I think you need to say how many they fixed.... facts not hearsay please?

Beyond that - send it back for replacement.


----------



## Warbow (Apr 18, 2006)

hooktonboy said:


> Beyond that - send it back for replacement.


And consider the Uukha. The metal dovetail makes much more sense. The CF dovetail looks to be just asking for problems.


----------



## ryan b. (Sep 1, 2005)

the win/win rcx-100 is the same weight as the uukha lite (and hoyt horizon for what its worth) and also uses a metal dove tail.

i think border fixed one FB and it took a ton of time and money (turned out great though from the pics i recall seeing) and werent up to doing it again.


----------



## dschonbrun (Nov 14, 2012)

If Brand New, don't touch it... just call Lancaster and get an RMA. Seems to be a manufacturer's defect. Carbon Fiber, if made properly shouldn't crack and chip that way; there may have been some voids.


----------



## Vittorio (Jul 17, 2003)

Fiberbow is an expensive riser and its very low weight (just over 600 grams) comes in exchange of some choices at limit of present technology, like the dovetail in the carbon and the slim aluminum bolts. But you can adjust the riser to your needs by diffeent ways. 
Not many know for instance that factory can provide as option special eccentric stainless steel bolts with 5/16 threaded hole to replace the original aluminum bolts. Using them you can get a very nice balance of the riser, as they add 26 gr on top and on bottom of the riser, that looks nothing but really changes the feeling of the riser. Not last, said special bolts can accept dedicated Satinless steel bare Bow weight that perfectly fit over them, adding 165 gr to the bow. Good for hunting or Bare Bow shooting.

I have discussed several times with designer his choice of the dovetail in the carbon, but he said me that making an aluminum dovetail insert is easy in molded carbon fiber+epoxi risers, but in the FB carbon fiber mesh based pocket structure means to make it weaker than now.


----------



## Warbow (Apr 18, 2006)

Vittorio said:


> I have discussed several times with designer his choice of the dovetail in the carbon, but he said me that making an aluminum dovetail insert is easy in molded carbon fiber+epoxi risers, but in the FB carbon fiber mesh based pocket structure means to make it weaker than now.


Sounds like the all carbon dovetail was something that made you wonder about its strength and durability. I"m not a mechanical engineer, so I don't have a good knowlege of all the strengths and weaknesses of CF, and intution can give false results. Did the designer say what the comparative strength of a CF dovtail was versus an aluminum one? Not the strength of trying to meld aluminum to CF, but the independent strength? How much does the apparent brittleness of the CF dovetail affect the strength? Or is that just a manufactoring defect? :dontknow: That the dovetail in the photo is cracked could be from either or both issues.


----------



## DWAA Archer (Oct 14, 2011)

hooktonboy said:


> I think you need to say how many they fixed.... facts not hearsay please?
> 
> Beyond that - send it back for replacement.


Talk to Sid at Border Bows if you want facts.


----------



## hooktonboy (Nov 21, 2007)

DWAA Archer said:


> Talk to Sid at Border Bows if you want facts.


LOL! Great answer...

Ryan.B has read the same stuff as me then. I read it that they fixed one - although I also recall it wasn't for damage that looked anything like that - it was more about an alignment issue. And the modification did look a very high-quality job.

### Stored data
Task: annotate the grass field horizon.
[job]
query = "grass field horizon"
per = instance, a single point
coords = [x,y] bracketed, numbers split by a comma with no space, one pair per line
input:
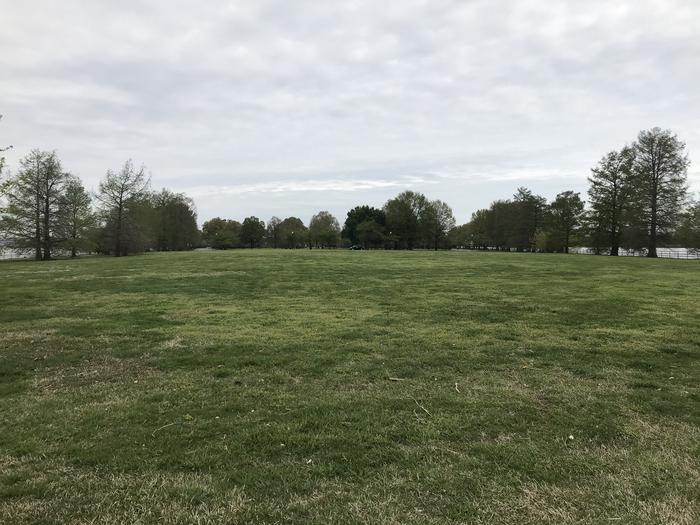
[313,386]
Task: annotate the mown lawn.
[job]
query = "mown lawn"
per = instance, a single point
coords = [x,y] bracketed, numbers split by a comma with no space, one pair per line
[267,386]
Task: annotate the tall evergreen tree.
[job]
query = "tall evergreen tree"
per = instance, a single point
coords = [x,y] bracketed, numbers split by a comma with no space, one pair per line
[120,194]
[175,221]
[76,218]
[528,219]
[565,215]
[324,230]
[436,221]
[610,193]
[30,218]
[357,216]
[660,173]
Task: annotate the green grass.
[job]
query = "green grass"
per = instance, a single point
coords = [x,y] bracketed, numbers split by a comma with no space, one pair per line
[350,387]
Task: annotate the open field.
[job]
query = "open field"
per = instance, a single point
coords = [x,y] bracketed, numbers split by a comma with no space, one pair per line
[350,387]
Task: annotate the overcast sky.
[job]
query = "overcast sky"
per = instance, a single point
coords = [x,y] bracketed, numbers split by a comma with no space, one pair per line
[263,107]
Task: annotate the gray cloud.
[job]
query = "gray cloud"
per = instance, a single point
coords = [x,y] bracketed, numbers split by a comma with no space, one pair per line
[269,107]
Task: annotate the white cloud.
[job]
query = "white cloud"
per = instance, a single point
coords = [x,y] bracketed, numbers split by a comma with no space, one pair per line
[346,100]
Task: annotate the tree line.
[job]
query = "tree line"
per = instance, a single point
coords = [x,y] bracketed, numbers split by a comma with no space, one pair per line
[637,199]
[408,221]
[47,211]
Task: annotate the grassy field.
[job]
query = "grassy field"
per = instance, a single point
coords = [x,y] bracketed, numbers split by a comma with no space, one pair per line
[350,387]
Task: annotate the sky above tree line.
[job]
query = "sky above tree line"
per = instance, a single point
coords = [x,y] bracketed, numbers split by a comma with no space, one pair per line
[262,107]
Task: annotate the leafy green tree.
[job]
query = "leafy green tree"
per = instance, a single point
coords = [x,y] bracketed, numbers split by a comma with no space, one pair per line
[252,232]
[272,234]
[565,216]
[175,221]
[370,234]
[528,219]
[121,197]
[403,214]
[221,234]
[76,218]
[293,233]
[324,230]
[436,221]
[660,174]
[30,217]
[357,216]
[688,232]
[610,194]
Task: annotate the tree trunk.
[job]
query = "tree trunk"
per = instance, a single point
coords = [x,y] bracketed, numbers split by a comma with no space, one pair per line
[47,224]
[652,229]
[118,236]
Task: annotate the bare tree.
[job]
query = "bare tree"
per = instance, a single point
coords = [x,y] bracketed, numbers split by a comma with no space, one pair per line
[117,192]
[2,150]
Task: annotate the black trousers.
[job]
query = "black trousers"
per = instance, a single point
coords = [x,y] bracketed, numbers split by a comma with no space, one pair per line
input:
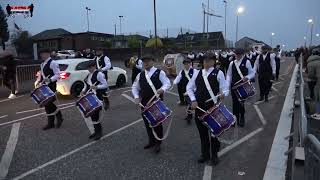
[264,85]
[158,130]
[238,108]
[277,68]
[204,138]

### Required tasks
**A)** Reproduce the records from the line containing "Task: annotate the black trousers." down to the end of the records, with both ends included. Leave the pictures out of your reproduction.
**B)** Pick up the forum discussion of the carbon-fiber dovetail on the Fiberbow riser and continue it from the point where it stops.

### Answers for this exercise
**A)**
Task: annotate the black trousers.
[job]
query = "black trousers"
per = instance, a single point
coords = [x,y] bracketed, numbers split by a comma with no space, one pair per line
input:
[264,85]
[158,130]
[238,108]
[277,68]
[204,138]

**B)**
It seemed to me that you were implying it was huge numbers... and it clearly wasn't.

The OPs photo looks like a manuf fault - never seen an FB look like that before. Getting it replaced is the key thing... every manuf seems to have the occasional problem.


----------



## rick11743 (Sep 20, 2010)

hooktonboy said:


> The OPs photo looks like a manuf fault - never seen an FB look like that before. Getting it replaced is the key thing... every manuf seems to have the occasional problem.


Depends on the penalty for the occasional problem. If the riser fails at the limb pocket at full draw, the result could be serous injury. I would not be comfortable of replacing this riser with another one of the same construction.


----------



## Vittorio (Jul 17, 2003)

As clearly visible by pictures, the breaking is inside the pocket area so is not effecting at all the structure or the safety of the riser. It could happen because of bolt too much unloaded, very low/wrong brace height on very recurve limbs, string break, improper pulling out or forcing in of the limbs, or by manufacturing defect because of bad glueing of the fiber layers in those areas. The fact that it happened on BOTH pockets at the same time let me think to improper use rather than defect, as it should be quite strange to have same defect on same areas on both pockets of same riser. Anyhow, everything can happen, so better buyer to return it asking for replacement and manufacturer making an analysis on it. Curious to know what limbs have been used on this riser, what string lenght and what brace height.


----------



## DK Lieu (Apr 6, 2011)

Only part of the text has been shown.